WHAT TO WORK ON:
In your copy, leave out the pictures; write out all the data exactly.

═════ DATA FOR PROCESSING ═════

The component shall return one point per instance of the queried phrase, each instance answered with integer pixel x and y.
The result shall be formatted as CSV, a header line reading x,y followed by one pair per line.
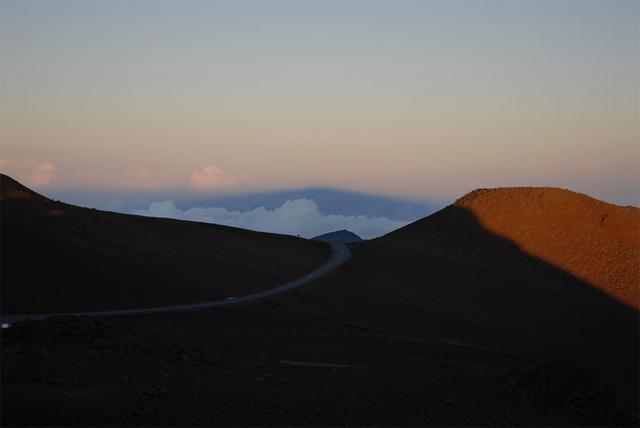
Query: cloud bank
x,y
294,217
38,174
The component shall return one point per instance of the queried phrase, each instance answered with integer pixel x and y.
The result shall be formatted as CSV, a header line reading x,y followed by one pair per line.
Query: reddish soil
x,y
587,238
59,258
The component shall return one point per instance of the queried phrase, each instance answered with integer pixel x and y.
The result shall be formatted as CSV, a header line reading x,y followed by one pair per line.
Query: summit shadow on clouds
x,y
304,212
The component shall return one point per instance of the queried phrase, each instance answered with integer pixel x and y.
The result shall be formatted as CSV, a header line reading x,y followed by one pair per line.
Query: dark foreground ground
x,y
213,369
391,339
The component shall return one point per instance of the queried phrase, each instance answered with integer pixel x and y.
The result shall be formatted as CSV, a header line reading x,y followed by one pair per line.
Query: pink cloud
x,y
210,177
30,172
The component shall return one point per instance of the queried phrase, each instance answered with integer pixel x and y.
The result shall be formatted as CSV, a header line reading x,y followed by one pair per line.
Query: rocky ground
x,y
193,369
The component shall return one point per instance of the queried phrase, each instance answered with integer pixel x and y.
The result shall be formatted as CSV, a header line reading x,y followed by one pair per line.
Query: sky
x,y
416,99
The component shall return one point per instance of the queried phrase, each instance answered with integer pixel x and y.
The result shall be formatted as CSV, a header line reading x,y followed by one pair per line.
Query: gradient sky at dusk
x,y
413,98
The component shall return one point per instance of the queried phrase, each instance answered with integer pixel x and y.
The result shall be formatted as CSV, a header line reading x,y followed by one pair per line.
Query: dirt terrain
x,y
404,334
60,258
587,238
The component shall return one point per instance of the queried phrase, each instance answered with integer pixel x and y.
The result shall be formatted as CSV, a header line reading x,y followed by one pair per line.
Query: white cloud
x,y
210,177
294,217
32,173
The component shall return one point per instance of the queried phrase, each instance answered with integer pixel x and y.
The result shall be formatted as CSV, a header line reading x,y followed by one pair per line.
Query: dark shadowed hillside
x,y
590,239
58,257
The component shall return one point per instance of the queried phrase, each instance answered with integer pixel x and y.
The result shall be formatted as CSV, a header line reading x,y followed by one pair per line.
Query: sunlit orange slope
x,y
593,240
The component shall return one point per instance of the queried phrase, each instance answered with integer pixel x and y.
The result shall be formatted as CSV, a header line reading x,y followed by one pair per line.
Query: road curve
x,y
340,253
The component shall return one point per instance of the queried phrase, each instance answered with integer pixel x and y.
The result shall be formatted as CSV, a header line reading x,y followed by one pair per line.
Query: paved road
x,y
339,254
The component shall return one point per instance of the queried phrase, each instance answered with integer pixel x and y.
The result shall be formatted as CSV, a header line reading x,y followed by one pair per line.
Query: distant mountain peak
x,y
339,235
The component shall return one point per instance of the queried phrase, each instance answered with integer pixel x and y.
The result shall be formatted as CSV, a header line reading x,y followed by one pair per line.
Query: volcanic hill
x,y
62,258
592,240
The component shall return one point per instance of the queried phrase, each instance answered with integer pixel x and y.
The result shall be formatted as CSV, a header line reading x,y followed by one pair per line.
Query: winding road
x,y
340,253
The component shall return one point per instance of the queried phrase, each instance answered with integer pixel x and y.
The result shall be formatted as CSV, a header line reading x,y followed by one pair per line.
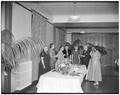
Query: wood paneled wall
x,y
109,40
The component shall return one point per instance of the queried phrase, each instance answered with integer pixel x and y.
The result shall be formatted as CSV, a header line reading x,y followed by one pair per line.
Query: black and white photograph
x,y
59,47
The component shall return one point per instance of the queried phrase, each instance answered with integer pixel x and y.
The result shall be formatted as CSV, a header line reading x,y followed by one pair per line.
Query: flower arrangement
x,y
66,68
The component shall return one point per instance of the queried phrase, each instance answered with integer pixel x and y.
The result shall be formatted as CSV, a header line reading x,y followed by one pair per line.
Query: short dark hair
x,y
51,44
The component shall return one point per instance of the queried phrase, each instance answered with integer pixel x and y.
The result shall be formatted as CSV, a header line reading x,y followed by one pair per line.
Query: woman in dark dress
x,y
67,52
44,65
75,55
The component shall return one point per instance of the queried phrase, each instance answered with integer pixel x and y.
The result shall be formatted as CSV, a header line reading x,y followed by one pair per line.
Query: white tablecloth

═════

EXERCISE RESPONSE:
The component shall return one point per instance of the queried phrase, each instance answered with integer pixel x and y.
The result shall be formatted as CSV, a header line reading x,y followed by one pair per line.
Query: cloud bank
x,y
294,217
38,174
The component shall return one point per instance of the queried phrase, each instance answered with integer pixel x and y.
The result shall be formatted as CSV, a header line reading x,y followed by one pair per line.
Query: reddish soil
x,y
587,238
59,258
The component shall return one point per instance of the queried phrase, each instance answered with integer pixel x and y.
The result shall be formatted as CSV, a header line reading x,y followed by one pair per line.
Query: summit shadow on clouds
x,y
304,212
The component shall return one point per instance of the queried phrase, each instance answered with integer pixel x and y.
The result shall be formatted as CSV, a header line reading x,y followed by one pair per line.
Query: dark foreground ground
x,y
213,369
391,339
The component shall return one point per instance of the queried phrase, each instance answered with integer pixel x and y.
The result shall be formatted as CSV, a header line reading x,y followed by one pair per line.
Query: pink cloud
x,y
210,177
30,172
The component shall return one point per instance of the queried phrase, each instance answered with integer pixel x and y.
The result shall be formatted as CSV, a header line reading x,y followed by one pair per line.
Query: rocky ground
x,y
193,369
The component shall return one point per instance of the queried phrase, each instance answered with integer pixel x and y.
The result shall be formatted as CSV, a header line reading x,y followed by one pair per line.
Query: sky
x,y
416,99
The component shall return one point per instance of the queried phrase, each instance answered with integer pixel x and y.
The result shall be formatted as CSV, a header line reading x,y followed by one pair per line.
Query: gradient sky at dusk
x,y
413,98
The component shall return one point per instance of the queried phrase, each instance answered with integer pixel x and y.
The result shall be formatted as CSV, a header line reading x,y followed by one pair per line.
Query: dirt terrain
x,y
404,334
60,258
587,238
The component shall return one point per instance of the queried phrase, each instance answered with integer pixel x and y.
The result shall be formatted as CSV, a header line reading x,y followed by one pair per line.
Query: white cloud
x,y
210,177
294,217
32,173
The component shall return one point per instance of the queried phrase, each instance answered with integer pixel x and y.
The result shall be formatted as CSV, a header line reading x,y followed by one pair per line.
Query: dark shadowed hillside
x,y
590,239
58,257
The component shall return one point per instance of the queried phrase, each instance answered with integer pixel x and y.
The result shall be formatted as CSV, a header line reading x,y followed by one pair per line.
Query: sunlit orange slope
x,y
593,240
The component shall return one point per instance of the queried phrase, each instance answered with integer pixel x and y.
The result shall be formatted as CSV, a header line reading x,y followed by one pair per line.
Query: road curve
x,y
340,253
The component shall return one point per instance of the queried phrase, each instance answered with integer pixel x and y.
The result shall be formatted as CSV, a header line reading x,y followed by one pair per line.
Query: paved road
x,y
339,254
The component shall return one point per instance of the queried phrase, each instance answered with integer pixel x and y.
The result shall be formatted as CSV, a header line reading x,y followed by one pair per line.
Query: distant mountain peak
x,y
339,235
The component shall return one point per instance of the queried phrase, each instance answered with integer pixel x and y.
The result shall be formatted as CSV, a header line reading x,y followed by one pair per line.
Query: volcanic hill
x,y
62,258
592,240
The component shall return one point per instance of the queried phrase, each instance answered with integer pixel x and y.
The result shall be formatted as CSV, a header line reading x,y followed by one pair per line.
Query: winding road
x,y
340,253
The component shall return one point per instance of the queried phrase, each instance answered with integer pixel x and y.
The result shall be formatted as CSV, a header line reading x,y followed by one pair per line.
Query: wood paneled wall
x,y
109,40
The component shall return one point per instance of the queried phrase, each instance answered with integer pixel x and y.
The result shall be formatted as CSV, a header line reading x,y followed by one pair per line.
Query: black and white photograph
x,y
59,47
The component shall return one point per instance of the queried phrase, each instance answered with integer pixel x and y.
The result shall be formatted as CSV, a header line reading x,y followed by one pair per line.
Query: flower arrangement
x,y
66,68
The component shall return one point per instance of the queried phrase, each instance answered with integer pixel x and y.
The result shall be formatted as CSV, a header line reading x,y followed by one pair per line.
Query: short dark hair
x,y
51,44
The component shall return one point per instance of the queried phrase, each instance answered with integer pixel x and y.
The result shall be formatted as CSV, a header line reading x,y followed by one pair per line.
Query: woman in dark dress
x,y
67,52
44,65
75,55
The component shall return one point per instance of the queried phrase, each instance answered with integer pixel x and y.
The result shall be formatted as CSV, a header line reading x,y followed by one pair per line.
Query: white tablecloth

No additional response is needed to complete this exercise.